Excerpted passage>

As of 10am local time, 33 people were brought to nine area hospitals following a collision hours earlier that occurred when an outbound train stopped at the Forest Park station was struck by an out-of-service train heading in the opposite direction, Chicago Transit Authority spokeswoman Lambrini Ludkidis told the Tribune.
CBS News is reporting that police were investigating the possibility that the collision resulted because someone hijacked the out-of-service train, though indications largely pointed to a mechanical failure, albeit an unusual one. The network also puts the number of those injured at 48.
“I was waiting for my train. Time to go to school. I heard screaming, ‘Stop the train, stop the train, slow down.’ It seemed like the train going toward Forest Park bumped back a little bit,” witness Taylor Pettigrew told local station WTVD-TV.
The CTA told CBS that the train was on the wrong tracks when it rammed the on-duty car. Anthony Calderone, the mayor of Chicago suburb Forest Park , says that nobody was at the controls when the train crashed.
“To the best of our knowledge, from what we know right now, there was no driver, there was no human being on that eastbound train,” Calderone said as quoted by the WLS radio website. “Forest Park police are treating this as a crime scene.”
Police sources told the ABC the train was possibly “deliberately set in motion.” Official say there are no serious injuries being reported as of yet. One of those requesting medical attention was a train operator.
Service on the line was shut down for a couple of hours and the station where the collision occurred remained closed after service was restored, the CTA said.

Task instructions>
For each of the following statements, decide whether it agrees with the report on the Forest Park train collision. Answer yes or no and quote the words from the report that settle it.
1. An out-of-service train struck an outbound train that was stopped at the Forest Park station.
2. Service on the line continued without interruption after the collision.
3. The mayor of Forest Park said a driver was at the controls when the train crashed.

[Entries taken from a collection]
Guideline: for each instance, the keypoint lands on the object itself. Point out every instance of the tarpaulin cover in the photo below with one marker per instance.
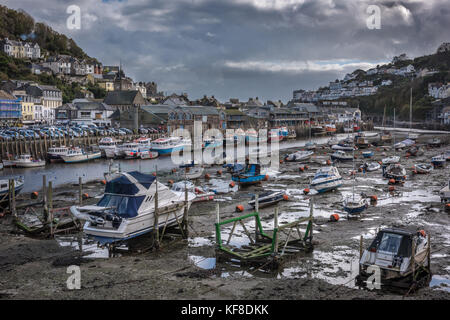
(122, 185)
(126, 207)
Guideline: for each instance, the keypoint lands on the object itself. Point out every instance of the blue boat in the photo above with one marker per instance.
(251, 175)
(368, 154)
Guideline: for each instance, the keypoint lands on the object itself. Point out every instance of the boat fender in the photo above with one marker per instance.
(334, 217)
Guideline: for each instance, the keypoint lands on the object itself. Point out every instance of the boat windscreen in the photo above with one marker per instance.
(126, 207)
(390, 242)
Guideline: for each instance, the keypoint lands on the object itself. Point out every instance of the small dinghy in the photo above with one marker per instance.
(268, 198)
(26, 161)
(326, 179)
(368, 154)
(435, 142)
(251, 175)
(355, 204)
(299, 156)
(390, 160)
(371, 166)
(438, 161)
(340, 155)
(401, 254)
(423, 168)
(395, 171)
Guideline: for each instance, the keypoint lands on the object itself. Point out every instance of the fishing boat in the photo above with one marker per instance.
(423, 168)
(274, 135)
(268, 198)
(108, 147)
(251, 175)
(165, 146)
(332, 141)
(343, 147)
(401, 254)
(147, 154)
(340, 155)
(299, 156)
(127, 208)
(395, 171)
(362, 143)
(4, 187)
(371, 166)
(192, 171)
(438, 161)
(326, 179)
(54, 154)
(76, 155)
(292, 134)
(27, 161)
(368, 154)
(444, 193)
(447, 155)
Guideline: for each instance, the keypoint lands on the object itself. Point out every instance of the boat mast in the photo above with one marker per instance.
(410, 110)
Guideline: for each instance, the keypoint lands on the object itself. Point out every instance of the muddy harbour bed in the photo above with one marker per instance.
(36, 268)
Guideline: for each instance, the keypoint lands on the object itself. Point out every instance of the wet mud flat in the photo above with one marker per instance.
(187, 268)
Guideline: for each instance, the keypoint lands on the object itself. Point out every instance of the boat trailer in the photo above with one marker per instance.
(267, 250)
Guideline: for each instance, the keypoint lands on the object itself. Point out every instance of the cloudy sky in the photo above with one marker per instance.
(245, 48)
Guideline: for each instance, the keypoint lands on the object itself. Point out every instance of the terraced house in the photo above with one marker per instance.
(20, 50)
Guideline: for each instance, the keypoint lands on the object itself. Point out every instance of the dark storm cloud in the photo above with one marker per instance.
(243, 48)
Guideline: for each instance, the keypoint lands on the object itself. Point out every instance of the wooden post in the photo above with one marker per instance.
(275, 224)
(50, 206)
(185, 216)
(156, 217)
(429, 253)
(80, 191)
(256, 218)
(413, 258)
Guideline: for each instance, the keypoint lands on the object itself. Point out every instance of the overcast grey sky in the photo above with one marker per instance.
(245, 48)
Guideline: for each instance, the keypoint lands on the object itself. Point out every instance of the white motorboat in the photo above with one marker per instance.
(326, 179)
(343, 147)
(371, 166)
(423, 168)
(27, 161)
(127, 208)
(54, 154)
(390, 160)
(4, 187)
(268, 198)
(200, 193)
(392, 252)
(395, 171)
(299, 156)
(340, 155)
(438, 161)
(108, 147)
(76, 155)
(444, 193)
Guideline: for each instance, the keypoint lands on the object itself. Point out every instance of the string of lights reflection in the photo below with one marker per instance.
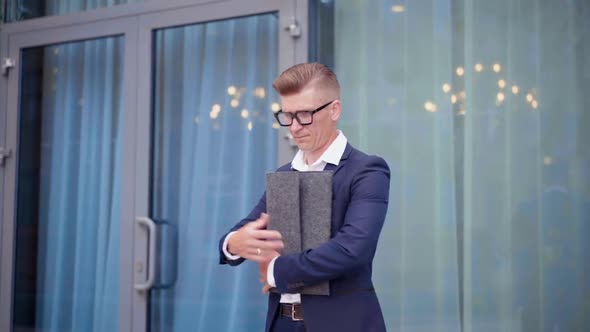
(501, 95)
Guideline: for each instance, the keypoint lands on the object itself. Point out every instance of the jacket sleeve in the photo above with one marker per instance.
(254, 214)
(355, 242)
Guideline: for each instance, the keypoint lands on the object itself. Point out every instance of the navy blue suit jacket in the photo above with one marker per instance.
(360, 198)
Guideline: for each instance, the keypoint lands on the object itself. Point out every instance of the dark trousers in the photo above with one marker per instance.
(286, 324)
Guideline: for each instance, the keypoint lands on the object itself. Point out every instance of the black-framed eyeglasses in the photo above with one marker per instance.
(285, 119)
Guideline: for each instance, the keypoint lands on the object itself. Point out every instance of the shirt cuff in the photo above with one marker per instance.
(270, 275)
(225, 251)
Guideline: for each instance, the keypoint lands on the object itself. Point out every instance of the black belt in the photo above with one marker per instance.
(293, 311)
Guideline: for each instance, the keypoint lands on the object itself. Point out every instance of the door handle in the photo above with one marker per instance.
(152, 230)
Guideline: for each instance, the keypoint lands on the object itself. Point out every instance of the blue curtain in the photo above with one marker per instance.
(480, 108)
(213, 141)
(79, 187)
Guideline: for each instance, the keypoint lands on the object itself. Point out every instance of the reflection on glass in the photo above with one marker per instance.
(213, 140)
(67, 241)
(18, 10)
(481, 235)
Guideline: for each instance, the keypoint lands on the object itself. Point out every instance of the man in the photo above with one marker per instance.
(310, 97)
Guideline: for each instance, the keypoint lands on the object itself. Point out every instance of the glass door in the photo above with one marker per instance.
(61, 230)
(212, 139)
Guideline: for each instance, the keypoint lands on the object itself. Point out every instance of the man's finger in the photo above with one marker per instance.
(259, 223)
(263, 234)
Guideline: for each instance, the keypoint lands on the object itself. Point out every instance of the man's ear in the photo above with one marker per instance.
(335, 110)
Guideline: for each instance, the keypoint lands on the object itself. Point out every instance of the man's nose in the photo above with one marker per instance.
(295, 125)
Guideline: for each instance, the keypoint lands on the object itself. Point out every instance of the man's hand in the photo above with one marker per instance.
(254, 242)
(263, 269)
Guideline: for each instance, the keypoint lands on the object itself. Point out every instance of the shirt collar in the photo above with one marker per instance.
(332, 155)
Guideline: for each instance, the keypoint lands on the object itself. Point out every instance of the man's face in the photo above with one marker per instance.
(317, 135)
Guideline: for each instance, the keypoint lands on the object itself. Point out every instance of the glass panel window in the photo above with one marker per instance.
(68, 213)
(214, 137)
(481, 109)
(20, 10)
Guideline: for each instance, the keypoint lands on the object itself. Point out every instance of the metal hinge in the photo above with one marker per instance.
(4, 154)
(293, 28)
(7, 64)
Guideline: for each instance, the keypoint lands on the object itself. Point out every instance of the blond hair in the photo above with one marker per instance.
(296, 78)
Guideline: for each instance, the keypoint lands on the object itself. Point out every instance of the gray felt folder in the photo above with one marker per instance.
(300, 207)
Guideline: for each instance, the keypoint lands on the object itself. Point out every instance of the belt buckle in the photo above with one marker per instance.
(293, 314)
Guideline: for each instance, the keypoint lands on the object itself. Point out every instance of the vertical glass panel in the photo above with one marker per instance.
(20, 10)
(481, 109)
(213, 140)
(67, 246)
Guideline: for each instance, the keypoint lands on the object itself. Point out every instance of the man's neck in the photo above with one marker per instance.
(310, 157)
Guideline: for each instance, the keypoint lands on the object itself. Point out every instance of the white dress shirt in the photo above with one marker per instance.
(331, 156)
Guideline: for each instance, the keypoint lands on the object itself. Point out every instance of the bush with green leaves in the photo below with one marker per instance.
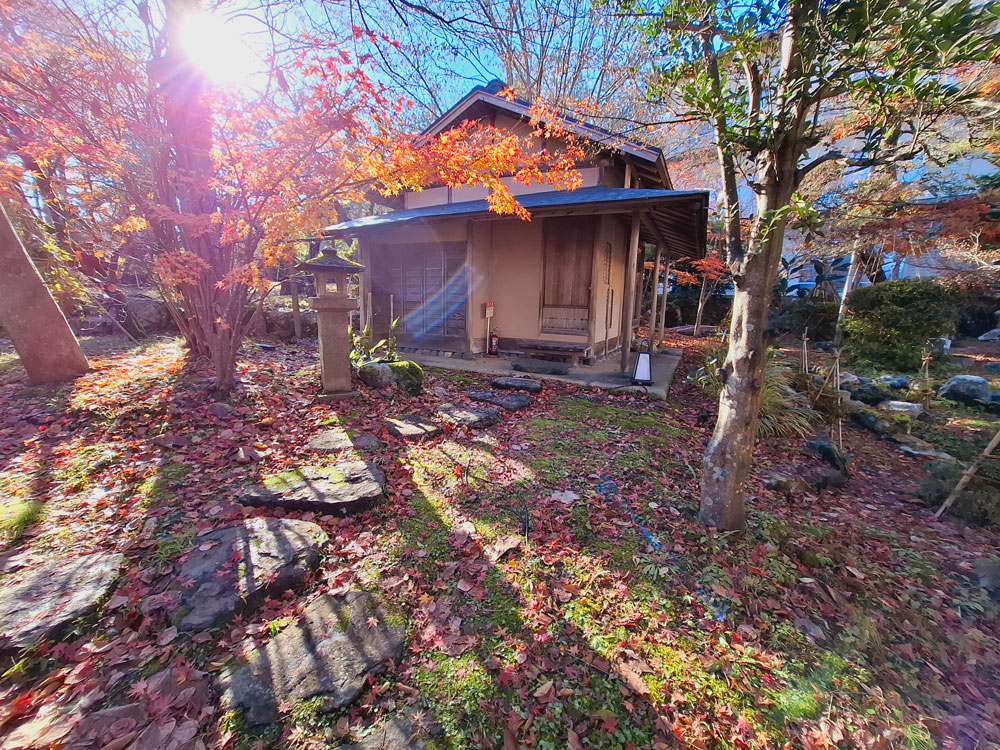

Written solution>
1. Yes: "an outbound train stopped at the Forest Park station was struck by an out-of-service train heading in the opposite direction"
2. No: "Service on the line was shut down for a couple of hours"
3. No: "nobody was at the controls when the train crashed"